━━━ Texte fourni

Cette étude montre que chez les enfants à très haut risque génétique de développer un diabète de type 1, l’administration orale d’insuline à forte dose induit une réponse cellulaire T de type régulatrice (5 des 6 enfants (83,3%) ayant reçu la dose quotidienne de 67,5 mg/j). Le phénotype de la réponse humorale (IgG1 ou IgG4, associées respectivement à une réponse agressive ou protectrice) n’a cependant pas été étudié. Elle montre également l’innocuité de cette approche, tout au moins à court terme. En effet, aucun des sujets n’a présenté d’hypoglycémie (seule 1% de l’insuline administrée par voie orale est absorbée), effet secondaire rapporté dans le cas particulier d’un sujet ayant absorbé 3000 UI d’insuline injectable (ce qui correspond à environ 150 mg d’insuline, [8]). Point important également, l’administration d’insuline orale n’était associée ni à l’apparition d’anticorps anti-GAD ou anti-IA2, ni au développement d’un diabète durant l’étude. En effet, une accélération de la survenue du diabète par l’administration oral d’insuline avait été décrite dans le modèle de diabète autoimmun du rat BB (Biobreeding) [9], à l’inverse de l’effet protecteur observé dans le modèle de la souris NOD (Non Obese Diabetic) [10]. Cette étude n’est que préliminaire : le nombre de sujets inclus était faible, la durée de suivi courte, ne permettant pas d’établir un lien entre la réponse immune régulatrice induite par l’IO et la protection vis-à-vis du développement des auto-anticorps et a fortiori du diabète. Par ailleurs, l’âge à l’inclusion des sujets, d’au minimum 2 ans, était supérieur à l’âge du pic d’incidence (18 mois) d’apparition des premiers auto-anticorps chez les enfants à risque génétique de développer un DT1 [11]. Ainsi, les enfants sélectionnés faisaient-ils peut-être partie d’un groupe de sujets à moindre risque d’auto-immunité, du fait d’un fort potentiel régulateur. Une étude chez des enfants plus jeunes seraient donc intéressante, mais bien évidemment techniquement plus difficile. Enfin, se pose la question d’inclure dans ce type d’essai les enfants à haut risque génétique de développer un DT1 issus de la population générale, plus nombreux que les cas familiaux.

En conclusion, la réponse immune de type régulatrice associée à l’administration d’insuline par voie orale chez des enfants à très haut risque génétique de développer un DT1 laisse espérer un bénéfice de ce type d’approche en prévention primaire de la maladie.

━━━━━━

*Travail demandé*.
[1] D'après le texte sur l'insuline orale, à quel âge se situe le pic d'incidence d'apparition des premiers auto-anticorps chez les enfants à risque génétique de développer un DT1 ?
[2] Poursuivez le texte sur l'insuline orale à la suite de sa dernière phrase.

━━━ Données fournies

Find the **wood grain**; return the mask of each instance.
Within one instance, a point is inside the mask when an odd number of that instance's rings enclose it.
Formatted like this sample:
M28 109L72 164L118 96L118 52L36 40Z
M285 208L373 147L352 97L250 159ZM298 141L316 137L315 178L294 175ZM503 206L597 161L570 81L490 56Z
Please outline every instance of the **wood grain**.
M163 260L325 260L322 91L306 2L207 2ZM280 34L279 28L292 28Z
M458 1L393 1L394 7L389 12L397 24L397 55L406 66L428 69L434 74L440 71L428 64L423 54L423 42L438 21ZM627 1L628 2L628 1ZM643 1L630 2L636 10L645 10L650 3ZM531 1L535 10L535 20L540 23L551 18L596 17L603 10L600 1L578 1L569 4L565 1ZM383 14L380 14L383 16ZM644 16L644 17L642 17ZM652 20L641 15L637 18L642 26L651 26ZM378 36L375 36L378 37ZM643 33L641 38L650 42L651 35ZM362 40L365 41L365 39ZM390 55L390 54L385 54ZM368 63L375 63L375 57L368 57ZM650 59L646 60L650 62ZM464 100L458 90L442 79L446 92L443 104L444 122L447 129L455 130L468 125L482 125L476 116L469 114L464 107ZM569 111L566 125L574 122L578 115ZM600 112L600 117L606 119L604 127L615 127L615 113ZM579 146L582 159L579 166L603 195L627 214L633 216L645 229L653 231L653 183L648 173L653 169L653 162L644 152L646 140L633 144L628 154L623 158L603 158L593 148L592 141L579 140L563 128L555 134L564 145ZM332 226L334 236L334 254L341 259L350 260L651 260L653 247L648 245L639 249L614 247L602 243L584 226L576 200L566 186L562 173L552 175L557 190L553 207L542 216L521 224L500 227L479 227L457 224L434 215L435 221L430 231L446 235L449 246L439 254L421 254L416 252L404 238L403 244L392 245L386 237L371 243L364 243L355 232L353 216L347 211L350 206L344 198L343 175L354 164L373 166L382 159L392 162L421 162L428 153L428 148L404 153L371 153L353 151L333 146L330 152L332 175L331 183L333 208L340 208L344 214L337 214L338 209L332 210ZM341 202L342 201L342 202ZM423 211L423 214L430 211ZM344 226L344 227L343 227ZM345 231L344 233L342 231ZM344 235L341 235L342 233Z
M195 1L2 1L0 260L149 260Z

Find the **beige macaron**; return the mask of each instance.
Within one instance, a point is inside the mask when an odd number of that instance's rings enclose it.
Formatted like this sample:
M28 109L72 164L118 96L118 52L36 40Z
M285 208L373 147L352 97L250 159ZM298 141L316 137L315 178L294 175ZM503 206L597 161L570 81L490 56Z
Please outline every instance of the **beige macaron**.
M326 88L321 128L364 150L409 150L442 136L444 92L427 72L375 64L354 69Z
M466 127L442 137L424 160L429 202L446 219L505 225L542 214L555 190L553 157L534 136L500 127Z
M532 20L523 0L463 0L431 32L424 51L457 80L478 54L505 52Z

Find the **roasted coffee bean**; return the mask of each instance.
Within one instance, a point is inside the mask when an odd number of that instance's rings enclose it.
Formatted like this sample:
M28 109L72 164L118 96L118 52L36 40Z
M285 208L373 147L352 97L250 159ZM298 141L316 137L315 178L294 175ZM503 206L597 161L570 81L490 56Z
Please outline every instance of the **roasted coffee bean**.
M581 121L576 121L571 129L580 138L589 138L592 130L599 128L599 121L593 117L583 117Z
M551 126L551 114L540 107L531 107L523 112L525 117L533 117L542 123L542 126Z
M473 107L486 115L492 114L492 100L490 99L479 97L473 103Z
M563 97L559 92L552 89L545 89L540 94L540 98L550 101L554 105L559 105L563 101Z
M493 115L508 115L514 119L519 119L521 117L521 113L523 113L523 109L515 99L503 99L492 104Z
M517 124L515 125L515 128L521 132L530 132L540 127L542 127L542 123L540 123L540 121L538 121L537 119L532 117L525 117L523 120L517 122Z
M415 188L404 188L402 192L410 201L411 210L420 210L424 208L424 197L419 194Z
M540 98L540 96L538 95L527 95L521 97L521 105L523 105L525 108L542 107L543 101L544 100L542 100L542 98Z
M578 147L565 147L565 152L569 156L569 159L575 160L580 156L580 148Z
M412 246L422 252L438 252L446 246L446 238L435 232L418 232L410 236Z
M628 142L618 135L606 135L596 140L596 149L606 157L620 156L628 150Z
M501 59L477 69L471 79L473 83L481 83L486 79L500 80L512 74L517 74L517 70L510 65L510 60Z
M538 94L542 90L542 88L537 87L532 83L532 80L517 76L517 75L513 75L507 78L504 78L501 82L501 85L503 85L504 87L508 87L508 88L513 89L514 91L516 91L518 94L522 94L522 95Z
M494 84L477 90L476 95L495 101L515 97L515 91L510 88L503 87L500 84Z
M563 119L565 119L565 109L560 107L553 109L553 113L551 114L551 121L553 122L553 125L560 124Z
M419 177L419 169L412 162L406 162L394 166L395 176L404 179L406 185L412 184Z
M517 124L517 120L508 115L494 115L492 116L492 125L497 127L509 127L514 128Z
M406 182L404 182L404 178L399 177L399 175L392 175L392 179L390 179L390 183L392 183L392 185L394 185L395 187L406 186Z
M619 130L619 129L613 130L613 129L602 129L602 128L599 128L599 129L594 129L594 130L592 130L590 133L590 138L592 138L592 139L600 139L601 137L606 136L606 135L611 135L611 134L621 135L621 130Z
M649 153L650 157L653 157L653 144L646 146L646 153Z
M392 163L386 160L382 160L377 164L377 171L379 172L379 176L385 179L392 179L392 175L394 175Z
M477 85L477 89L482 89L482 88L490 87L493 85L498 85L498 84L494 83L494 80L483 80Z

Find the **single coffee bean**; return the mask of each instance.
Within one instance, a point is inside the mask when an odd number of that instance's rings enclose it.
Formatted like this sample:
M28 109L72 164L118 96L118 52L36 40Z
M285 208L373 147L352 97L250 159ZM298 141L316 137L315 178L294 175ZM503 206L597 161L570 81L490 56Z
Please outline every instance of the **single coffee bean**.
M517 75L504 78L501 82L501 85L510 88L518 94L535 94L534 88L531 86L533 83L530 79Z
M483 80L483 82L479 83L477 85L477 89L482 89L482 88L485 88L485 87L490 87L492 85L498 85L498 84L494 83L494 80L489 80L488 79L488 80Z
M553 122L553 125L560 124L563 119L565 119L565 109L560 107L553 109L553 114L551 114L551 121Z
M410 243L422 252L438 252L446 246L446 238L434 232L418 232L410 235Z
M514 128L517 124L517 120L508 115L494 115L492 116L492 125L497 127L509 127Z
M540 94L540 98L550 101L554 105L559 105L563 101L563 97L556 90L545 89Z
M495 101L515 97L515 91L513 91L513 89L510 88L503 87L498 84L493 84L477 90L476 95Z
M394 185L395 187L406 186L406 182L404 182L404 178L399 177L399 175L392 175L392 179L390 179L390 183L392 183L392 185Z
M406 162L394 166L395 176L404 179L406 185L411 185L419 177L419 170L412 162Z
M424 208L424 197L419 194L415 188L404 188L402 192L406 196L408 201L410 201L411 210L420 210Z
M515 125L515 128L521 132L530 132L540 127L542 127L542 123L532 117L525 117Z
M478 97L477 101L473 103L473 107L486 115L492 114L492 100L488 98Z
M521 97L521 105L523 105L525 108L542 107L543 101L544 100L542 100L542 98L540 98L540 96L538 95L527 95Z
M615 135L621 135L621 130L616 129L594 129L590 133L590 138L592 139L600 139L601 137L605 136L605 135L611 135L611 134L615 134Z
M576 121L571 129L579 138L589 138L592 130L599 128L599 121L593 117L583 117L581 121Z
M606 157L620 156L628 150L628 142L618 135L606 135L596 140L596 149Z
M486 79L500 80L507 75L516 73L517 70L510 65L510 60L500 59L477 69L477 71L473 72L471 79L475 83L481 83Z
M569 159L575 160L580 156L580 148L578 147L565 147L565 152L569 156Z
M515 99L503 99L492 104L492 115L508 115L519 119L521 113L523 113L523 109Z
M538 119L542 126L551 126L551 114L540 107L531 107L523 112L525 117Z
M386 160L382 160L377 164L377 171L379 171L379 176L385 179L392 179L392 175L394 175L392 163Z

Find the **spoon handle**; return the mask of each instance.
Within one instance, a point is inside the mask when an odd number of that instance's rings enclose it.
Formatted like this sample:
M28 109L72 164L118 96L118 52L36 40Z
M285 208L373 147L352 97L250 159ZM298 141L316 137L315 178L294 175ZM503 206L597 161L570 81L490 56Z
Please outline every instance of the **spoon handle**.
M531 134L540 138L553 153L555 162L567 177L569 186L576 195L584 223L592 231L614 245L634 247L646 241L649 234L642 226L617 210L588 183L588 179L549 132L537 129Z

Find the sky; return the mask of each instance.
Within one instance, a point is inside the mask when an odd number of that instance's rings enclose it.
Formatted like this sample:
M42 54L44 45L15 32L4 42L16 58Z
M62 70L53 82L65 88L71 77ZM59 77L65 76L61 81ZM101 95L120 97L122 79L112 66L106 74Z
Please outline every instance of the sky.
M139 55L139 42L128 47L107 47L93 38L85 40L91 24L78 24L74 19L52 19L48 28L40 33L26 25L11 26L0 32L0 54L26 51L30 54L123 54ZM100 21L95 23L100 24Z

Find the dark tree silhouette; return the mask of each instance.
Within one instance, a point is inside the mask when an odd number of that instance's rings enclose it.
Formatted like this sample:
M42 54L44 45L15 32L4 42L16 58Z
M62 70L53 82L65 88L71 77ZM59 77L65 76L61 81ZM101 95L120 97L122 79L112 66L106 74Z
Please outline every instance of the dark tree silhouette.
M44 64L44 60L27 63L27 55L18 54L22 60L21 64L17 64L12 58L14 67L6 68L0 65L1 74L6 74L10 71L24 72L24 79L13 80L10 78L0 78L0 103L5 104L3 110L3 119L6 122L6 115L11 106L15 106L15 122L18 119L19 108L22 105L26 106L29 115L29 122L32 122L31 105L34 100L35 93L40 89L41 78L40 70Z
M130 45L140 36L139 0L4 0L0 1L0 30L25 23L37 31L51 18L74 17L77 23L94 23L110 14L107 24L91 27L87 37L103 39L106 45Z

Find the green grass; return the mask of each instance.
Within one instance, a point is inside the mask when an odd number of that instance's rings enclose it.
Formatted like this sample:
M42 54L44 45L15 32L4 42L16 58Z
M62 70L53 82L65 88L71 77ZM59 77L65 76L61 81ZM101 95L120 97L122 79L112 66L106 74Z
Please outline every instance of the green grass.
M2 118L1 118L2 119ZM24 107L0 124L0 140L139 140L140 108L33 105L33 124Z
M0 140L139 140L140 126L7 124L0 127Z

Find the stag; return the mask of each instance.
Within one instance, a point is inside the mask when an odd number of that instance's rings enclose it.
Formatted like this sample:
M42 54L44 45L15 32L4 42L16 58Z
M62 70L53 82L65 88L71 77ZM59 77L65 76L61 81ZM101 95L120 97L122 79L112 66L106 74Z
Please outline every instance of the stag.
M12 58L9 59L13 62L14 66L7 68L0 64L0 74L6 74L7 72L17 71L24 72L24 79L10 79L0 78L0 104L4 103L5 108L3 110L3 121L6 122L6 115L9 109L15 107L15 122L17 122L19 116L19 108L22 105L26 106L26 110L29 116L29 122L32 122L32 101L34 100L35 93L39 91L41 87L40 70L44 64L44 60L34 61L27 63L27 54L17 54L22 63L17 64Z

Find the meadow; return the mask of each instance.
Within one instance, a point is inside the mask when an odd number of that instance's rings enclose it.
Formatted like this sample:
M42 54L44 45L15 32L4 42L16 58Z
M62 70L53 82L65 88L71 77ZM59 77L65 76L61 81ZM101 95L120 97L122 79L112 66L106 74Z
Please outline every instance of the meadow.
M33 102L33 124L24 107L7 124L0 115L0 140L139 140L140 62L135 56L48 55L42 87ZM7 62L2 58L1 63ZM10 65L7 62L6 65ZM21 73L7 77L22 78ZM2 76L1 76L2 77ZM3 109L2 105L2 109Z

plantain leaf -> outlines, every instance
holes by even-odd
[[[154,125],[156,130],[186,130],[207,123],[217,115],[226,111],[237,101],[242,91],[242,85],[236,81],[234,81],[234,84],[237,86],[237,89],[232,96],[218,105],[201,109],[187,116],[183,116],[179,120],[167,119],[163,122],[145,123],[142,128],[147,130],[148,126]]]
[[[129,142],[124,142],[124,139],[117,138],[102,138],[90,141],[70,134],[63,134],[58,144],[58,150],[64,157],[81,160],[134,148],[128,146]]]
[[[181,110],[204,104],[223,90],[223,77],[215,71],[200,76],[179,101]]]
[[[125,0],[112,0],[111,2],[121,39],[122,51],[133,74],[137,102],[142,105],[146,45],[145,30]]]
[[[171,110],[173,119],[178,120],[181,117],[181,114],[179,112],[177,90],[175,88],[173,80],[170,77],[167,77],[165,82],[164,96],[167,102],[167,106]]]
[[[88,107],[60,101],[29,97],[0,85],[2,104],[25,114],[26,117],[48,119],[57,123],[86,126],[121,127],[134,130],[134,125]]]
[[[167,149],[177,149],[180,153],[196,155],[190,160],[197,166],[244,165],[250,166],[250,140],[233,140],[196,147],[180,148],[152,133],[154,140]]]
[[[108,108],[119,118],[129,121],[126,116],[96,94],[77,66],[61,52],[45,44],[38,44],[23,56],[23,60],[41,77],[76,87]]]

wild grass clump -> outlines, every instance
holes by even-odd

━━━━━━

*Corrigé*.
[1] À 18 mois.

[2]
Références

[1] Atkinson MA. The Pathogenesis and Natural History of Type 1 Diabetes. Cold Spring Harb Perspect Med 2012, 2:a007641.
 
[2] Ziegler AG et al. Seroconversion to multiple islet autoantibodies and risk of progression to diabetes in children. JAMA. 2013, 309: 2473-2479.
 
[3] Diabetes Prevention Trial–Type 1 Diabetes Study Group. Effects of oral insulin in relatives of patients with type 1 diabetes mellitus. N Engl J Med 2002, 346:1685-1691.
 
[4] Chaillous L et al. Diabète Insuline Orale Group. Oral insulin administration and residual beta-cell function in recent-onset type 1 diabetes: a multicentre randomised controlled trial. Lancet 2000, 356 : 545-549.
 
[5] Pozzilli P et al. IMDIAB Group. No effect of oral insulin on residual beta-cell function in recent-onset type I diabetes (the IMDIAB VII). Diabetologia 2000, 43:1000-1004.
 
[6] Vehik K et al. DPT-1 and TrialNet Study Groups. Long-term outcome of individuals treated with oral insulin: Diabetes Prevention Trial-Type 1 (DPT-1) oral insulin trial. Diabetes Care 2011, 34: 1585-1590.
 
[7] Hummel S et al. Primary dietary intervention study to reduce the risk of islet autoimmunity in children at increased risk for type 1 diabetes: the BABYDIET study. Diabetes Care 2011, 34:1301-1305.
 
[8] Svingos RS et al. Life-threatening hypoglycemia associated with intentional insulin ingestion. Pharmacotherapy 2013, 33:e28-e33.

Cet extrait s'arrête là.